**WRITTEN INSTRUCTION**
In the lines below, find the one that contains "Where can the leafy" and write it out exactly, along with every line that follows it.

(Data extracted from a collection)
┄┄┄┄┄┄┄┄┄┄┄┄┄┄┄┄┄┄┄┄
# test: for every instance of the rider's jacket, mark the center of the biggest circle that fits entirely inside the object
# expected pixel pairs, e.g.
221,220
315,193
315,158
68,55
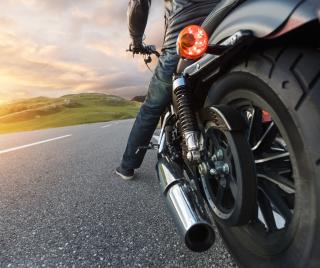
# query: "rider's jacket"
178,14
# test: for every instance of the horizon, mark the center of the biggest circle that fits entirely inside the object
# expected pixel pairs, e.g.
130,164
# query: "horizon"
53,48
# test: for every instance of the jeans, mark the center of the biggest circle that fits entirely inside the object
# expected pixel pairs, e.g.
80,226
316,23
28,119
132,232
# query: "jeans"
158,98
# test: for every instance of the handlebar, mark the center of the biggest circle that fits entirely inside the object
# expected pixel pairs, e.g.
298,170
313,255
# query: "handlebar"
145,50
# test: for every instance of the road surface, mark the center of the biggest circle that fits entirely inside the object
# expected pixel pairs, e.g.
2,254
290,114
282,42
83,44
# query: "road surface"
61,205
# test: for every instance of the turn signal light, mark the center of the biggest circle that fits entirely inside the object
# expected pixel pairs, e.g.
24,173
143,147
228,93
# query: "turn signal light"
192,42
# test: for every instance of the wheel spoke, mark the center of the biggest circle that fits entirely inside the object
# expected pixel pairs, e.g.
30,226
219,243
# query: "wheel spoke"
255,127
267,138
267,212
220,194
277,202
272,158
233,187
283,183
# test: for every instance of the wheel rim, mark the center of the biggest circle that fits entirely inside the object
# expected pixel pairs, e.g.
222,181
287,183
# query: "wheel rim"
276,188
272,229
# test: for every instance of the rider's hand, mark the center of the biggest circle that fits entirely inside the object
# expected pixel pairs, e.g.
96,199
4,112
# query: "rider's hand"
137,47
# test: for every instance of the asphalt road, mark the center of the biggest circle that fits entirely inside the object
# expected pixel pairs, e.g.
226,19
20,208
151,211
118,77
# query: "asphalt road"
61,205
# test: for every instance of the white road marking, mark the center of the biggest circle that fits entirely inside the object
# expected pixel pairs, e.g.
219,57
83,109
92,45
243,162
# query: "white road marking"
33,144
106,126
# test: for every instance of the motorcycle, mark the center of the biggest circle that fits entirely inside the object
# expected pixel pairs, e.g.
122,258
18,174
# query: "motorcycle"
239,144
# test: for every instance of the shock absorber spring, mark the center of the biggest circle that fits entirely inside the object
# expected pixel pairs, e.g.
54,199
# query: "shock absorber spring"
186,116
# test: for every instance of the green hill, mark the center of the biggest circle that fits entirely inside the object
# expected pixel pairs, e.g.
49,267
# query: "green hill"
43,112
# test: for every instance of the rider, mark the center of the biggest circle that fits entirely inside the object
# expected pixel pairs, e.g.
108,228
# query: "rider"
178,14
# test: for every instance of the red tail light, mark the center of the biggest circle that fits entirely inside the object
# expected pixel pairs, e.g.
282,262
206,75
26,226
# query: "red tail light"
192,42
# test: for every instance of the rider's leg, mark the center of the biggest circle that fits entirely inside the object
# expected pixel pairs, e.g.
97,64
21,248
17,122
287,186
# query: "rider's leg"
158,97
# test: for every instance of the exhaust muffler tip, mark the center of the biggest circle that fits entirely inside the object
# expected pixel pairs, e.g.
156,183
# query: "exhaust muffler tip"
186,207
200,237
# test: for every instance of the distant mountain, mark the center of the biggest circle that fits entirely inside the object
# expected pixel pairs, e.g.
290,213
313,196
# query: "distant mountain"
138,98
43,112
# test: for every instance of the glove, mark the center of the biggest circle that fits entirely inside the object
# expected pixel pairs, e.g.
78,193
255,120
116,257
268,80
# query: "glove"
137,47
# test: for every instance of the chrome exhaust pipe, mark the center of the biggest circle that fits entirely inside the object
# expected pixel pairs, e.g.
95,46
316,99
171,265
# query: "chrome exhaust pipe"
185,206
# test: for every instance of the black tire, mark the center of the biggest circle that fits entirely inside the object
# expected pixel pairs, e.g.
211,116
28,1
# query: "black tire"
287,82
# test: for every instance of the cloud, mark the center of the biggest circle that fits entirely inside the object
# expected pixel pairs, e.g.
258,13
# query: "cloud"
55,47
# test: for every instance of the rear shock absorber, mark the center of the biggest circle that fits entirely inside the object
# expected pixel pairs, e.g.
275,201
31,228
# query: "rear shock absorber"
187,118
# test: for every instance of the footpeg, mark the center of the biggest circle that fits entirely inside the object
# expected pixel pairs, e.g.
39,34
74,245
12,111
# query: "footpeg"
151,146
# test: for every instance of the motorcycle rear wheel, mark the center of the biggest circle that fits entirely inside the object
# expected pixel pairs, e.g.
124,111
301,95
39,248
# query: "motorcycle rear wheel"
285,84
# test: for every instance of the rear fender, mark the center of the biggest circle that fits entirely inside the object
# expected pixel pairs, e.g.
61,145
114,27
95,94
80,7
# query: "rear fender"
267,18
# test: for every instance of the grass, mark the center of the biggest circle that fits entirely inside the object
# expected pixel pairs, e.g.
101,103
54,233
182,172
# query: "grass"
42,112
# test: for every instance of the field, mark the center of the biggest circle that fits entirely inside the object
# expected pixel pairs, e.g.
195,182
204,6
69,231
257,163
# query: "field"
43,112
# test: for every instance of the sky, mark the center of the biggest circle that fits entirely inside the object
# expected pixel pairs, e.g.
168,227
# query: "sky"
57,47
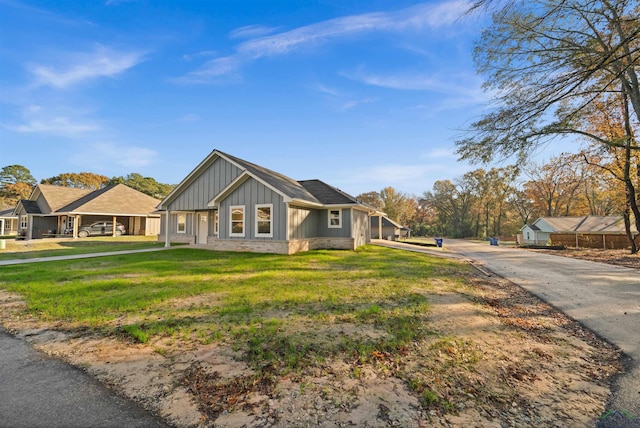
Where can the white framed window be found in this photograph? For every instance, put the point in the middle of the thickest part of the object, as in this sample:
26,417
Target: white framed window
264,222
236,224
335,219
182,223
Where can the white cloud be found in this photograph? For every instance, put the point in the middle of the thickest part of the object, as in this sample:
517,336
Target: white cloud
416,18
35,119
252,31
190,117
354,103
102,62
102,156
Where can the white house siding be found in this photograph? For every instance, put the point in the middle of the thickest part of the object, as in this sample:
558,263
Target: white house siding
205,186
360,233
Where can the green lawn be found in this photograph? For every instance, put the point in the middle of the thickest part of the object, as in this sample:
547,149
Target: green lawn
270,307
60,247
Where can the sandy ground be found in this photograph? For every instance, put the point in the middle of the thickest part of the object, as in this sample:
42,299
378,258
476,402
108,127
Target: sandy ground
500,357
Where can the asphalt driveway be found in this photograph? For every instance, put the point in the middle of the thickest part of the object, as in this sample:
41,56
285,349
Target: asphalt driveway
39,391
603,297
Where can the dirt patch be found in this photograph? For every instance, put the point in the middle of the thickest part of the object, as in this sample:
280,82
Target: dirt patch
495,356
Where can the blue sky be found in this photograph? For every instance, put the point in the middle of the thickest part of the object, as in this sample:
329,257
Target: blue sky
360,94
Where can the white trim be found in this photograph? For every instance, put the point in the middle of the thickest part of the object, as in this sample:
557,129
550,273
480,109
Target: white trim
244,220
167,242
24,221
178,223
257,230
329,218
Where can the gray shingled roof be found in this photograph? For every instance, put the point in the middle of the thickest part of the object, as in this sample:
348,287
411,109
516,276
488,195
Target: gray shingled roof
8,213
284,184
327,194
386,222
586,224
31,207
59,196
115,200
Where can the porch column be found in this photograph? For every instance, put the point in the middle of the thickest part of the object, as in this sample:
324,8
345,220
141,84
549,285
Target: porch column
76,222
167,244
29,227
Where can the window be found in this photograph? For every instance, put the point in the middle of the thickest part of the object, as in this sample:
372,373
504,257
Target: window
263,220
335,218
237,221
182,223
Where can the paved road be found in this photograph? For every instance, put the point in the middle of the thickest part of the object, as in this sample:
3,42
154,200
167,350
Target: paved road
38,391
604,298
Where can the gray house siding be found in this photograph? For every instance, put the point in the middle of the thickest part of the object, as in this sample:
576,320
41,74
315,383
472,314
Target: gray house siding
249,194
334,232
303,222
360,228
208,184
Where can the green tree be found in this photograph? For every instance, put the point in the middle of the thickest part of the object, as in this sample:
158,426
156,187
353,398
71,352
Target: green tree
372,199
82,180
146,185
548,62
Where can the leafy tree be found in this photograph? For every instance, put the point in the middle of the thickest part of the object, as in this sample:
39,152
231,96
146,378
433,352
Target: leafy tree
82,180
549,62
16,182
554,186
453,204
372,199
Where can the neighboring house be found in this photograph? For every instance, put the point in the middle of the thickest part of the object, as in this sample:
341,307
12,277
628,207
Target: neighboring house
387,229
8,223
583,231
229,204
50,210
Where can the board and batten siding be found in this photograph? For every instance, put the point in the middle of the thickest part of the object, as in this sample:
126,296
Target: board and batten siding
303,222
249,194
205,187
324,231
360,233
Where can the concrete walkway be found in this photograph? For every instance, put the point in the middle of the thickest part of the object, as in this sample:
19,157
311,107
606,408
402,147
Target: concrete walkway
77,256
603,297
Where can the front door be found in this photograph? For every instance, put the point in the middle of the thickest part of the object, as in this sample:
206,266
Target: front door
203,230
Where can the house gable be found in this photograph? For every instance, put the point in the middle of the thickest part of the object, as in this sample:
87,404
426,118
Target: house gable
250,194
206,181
┄┄┄┄┄┄┄┄┄┄┄┄┄┄┄┄┄┄┄┄
**WRITTEN SOLUTION**
Where can the leafy tree be found in this photograph? For every instance, put the point in the middle of the thickest part of the object, as in this sample:
39,152
231,96
146,378
433,352
Target: leafy tree
82,180
549,62
16,182
554,186
453,204
372,199
Where can the neighboring house be found in this photograph? For every instance, put the point in the middle of the thickest part of the object, as in this sample:
341,307
12,277
628,207
Target: neighboring house
387,229
8,223
583,231
229,204
50,210
Where can the board and batten siding be found in this photograph? For every instance, put the point in the middle of the thickest part of the object, as in this sample:
126,296
Target: board and batten siding
303,222
249,194
205,187
324,231
360,233
Where can the concrete walkway be found in this photograph? For every instance, put the point in the middle of the thickest part of the object, as in this sample:
19,157
311,107
606,408
402,147
Target: concrete walkway
77,256
603,297
Where can the front door be found in this photograph? For every instance, put the point in the middle of the thickest part of the object, as in this sample:
206,266
Target: front door
203,230
Where can the house gable be found in this photograph? For every instance, put the point in the middle of the thickest part of the object, as in this sample:
87,404
426,118
Target: house gable
250,194
206,181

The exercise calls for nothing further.